- Objective
Please find each line in the material below that contains the word "concrete" and copy those lines out in full.
=-=-=
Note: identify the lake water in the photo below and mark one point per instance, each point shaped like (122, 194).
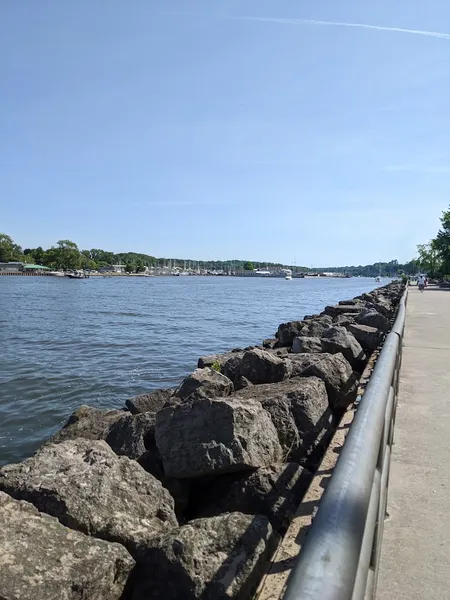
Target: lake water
(100, 341)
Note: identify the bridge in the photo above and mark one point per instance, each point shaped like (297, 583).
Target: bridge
(381, 528)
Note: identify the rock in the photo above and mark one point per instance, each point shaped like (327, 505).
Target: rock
(373, 318)
(339, 309)
(306, 344)
(317, 327)
(288, 331)
(212, 383)
(241, 383)
(43, 560)
(334, 370)
(219, 558)
(215, 436)
(300, 412)
(261, 366)
(88, 487)
(352, 302)
(270, 343)
(369, 337)
(218, 359)
(132, 435)
(339, 339)
(127, 434)
(274, 492)
(280, 351)
(151, 402)
(344, 320)
(87, 422)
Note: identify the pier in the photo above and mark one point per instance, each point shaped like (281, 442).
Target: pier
(415, 549)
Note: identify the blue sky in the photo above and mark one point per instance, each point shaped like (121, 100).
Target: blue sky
(216, 130)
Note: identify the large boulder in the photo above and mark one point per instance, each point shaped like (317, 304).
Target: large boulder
(316, 327)
(150, 402)
(261, 366)
(218, 558)
(334, 370)
(274, 492)
(209, 381)
(216, 436)
(88, 487)
(127, 434)
(217, 360)
(288, 331)
(304, 344)
(339, 309)
(339, 339)
(41, 559)
(369, 337)
(132, 435)
(300, 412)
(87, 422)
(373, 318)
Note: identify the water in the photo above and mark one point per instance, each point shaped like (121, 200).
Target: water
(100, 341)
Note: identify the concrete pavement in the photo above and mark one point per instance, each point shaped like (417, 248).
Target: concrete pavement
(415, 557)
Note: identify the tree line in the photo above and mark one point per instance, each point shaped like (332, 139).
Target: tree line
(433, 258)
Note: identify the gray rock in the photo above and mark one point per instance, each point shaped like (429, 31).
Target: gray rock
(218, 359)
(344, 320)
(241, 383)
(215, 436)
(317, 327)
(261, 366)
(334, 370)
(219, 558)
(150, 402)
(339, 339)
(43, 560)
(270, 343)
(306, 344)
(87, 422)
(208, 381)
(274, 492)
(339, 309)
(288, 331)
(127, 434)
(369, 337)
(88, 487)
(373, 318)
(300, 412)
(132, 435)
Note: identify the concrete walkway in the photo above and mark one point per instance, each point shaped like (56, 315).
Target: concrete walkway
(415, 559)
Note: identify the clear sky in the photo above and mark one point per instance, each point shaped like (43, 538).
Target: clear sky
(226, 129)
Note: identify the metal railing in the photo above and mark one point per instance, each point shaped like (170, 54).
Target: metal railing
(341, 555)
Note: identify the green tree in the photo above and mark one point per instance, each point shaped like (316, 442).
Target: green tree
(140, 267)
(69, 256)
(9, 250)
(429, 260)
(442, 243)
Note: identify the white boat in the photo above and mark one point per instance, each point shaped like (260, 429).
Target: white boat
(77, 275)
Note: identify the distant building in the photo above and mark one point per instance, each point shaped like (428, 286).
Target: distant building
(119, 268)
(12, 267)
(34, 268)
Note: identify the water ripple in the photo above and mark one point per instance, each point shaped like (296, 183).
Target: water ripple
(99, 342)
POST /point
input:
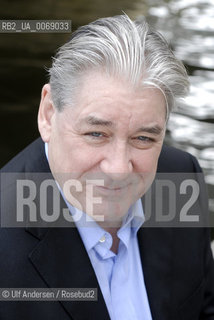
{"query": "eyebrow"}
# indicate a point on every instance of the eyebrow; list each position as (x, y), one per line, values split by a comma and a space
(94, 121)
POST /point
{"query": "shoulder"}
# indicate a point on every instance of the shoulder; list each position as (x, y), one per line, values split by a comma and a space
(174, 160)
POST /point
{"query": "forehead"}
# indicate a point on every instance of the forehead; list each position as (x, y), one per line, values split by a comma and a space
(114, 99)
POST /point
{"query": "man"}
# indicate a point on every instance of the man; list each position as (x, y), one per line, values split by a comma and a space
(102, 120)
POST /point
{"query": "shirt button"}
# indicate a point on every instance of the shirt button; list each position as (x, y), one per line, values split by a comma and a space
(103, 239)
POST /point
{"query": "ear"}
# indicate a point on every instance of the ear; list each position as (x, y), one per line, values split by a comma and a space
(46, 112)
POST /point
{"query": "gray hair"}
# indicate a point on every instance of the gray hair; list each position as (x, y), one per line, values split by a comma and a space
(120, 47)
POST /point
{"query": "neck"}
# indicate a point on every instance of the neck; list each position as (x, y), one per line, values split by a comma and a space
(116, 240)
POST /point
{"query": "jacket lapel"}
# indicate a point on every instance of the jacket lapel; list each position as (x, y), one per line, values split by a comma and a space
(61, 260)
(155, 246)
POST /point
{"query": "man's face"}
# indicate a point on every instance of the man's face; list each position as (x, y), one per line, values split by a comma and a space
(113, 137)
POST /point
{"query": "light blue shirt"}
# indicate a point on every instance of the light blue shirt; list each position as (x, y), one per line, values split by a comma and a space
(120, 276)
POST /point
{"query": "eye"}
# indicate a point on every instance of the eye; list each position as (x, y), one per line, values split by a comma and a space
(142, 142)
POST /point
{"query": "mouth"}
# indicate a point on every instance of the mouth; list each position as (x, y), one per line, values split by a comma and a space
(112, 190)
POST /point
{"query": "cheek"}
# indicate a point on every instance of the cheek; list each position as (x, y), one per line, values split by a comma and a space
(146, 161)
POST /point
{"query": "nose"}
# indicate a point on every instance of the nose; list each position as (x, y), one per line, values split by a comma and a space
(117, 163)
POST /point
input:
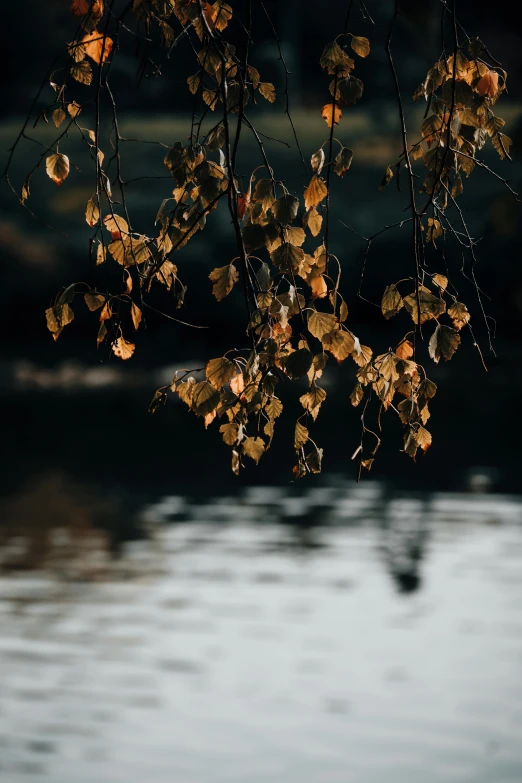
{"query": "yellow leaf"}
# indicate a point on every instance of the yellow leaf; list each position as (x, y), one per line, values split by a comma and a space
(458, 312)
(443, 342)
(57, 167)
(320, 324)
(92, 213)
(94, 301)
(122, 348)
(300, 436)
(315, 192)
(253, 448)
(319, 287)
(441, 281)
(331, 114)
(313, 220)
(391, 301)
(58, 116)
(82, 72)
(339, 343)
(229, 432)
(223, 278)
(267, 90)
(205, 398)
(97, 46)
(220, 371)
(136, 315)
(404, 350)
(360, 45)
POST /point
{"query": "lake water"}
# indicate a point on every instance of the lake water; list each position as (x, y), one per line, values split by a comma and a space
(247, 652)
=-=-=
- Solution below
Note: identify the concrete pavement in the photo above and mark one point per instance, each point shaped like (417, 248).
Target: concrete pavement
Note: identify the concrete walkway in the photo above and mark one point per instance, each point shaped like (56, 315).
Target: concrete walkway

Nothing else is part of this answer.